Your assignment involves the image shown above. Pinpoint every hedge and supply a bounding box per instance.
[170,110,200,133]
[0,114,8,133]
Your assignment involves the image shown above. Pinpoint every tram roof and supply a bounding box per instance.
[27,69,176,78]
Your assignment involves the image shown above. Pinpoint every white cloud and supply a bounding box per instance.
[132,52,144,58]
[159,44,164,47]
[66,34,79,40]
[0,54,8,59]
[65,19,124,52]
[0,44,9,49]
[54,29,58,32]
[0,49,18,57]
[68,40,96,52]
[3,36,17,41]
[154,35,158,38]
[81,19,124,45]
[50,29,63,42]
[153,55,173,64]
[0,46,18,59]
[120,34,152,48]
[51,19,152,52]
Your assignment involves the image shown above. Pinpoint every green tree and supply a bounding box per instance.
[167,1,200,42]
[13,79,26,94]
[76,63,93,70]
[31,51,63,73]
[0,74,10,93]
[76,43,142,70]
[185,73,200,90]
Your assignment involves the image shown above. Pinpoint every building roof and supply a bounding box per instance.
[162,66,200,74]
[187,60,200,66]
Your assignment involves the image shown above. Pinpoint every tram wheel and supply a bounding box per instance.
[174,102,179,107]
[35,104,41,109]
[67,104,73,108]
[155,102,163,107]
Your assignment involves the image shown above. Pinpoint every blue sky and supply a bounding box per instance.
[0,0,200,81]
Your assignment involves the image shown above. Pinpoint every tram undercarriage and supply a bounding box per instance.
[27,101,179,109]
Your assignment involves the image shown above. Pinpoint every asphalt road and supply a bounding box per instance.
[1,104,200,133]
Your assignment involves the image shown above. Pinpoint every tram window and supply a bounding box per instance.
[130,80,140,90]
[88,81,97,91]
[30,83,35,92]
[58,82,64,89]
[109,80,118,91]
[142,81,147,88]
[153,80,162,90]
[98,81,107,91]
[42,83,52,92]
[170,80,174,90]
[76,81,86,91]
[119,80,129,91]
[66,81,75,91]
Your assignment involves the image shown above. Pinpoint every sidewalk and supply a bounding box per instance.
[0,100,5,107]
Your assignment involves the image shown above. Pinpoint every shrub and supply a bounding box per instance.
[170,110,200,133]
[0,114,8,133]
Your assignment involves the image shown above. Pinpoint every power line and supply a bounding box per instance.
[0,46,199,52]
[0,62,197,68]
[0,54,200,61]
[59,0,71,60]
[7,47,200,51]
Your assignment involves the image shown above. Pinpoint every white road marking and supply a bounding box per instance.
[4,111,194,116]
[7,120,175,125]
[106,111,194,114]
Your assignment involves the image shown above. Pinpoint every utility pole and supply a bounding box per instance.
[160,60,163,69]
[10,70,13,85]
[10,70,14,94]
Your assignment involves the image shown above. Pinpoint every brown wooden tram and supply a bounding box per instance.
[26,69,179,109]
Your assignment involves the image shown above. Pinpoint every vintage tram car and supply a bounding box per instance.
■ ■ ■
**Task prompt**
For the lines from the one containing "tram and supply a bounding box per instance." through the end of the listing above, output each exactly and leave out the rest.

**Exercise output**
Your assignment involves the image shown above. Pinpoint every brown wooden tram and supply a bounding box per instance.
[26,69,179,109]
Your assignment involves the image shown above. Pinpoint every vintage tram car and supply a bounding box per instance.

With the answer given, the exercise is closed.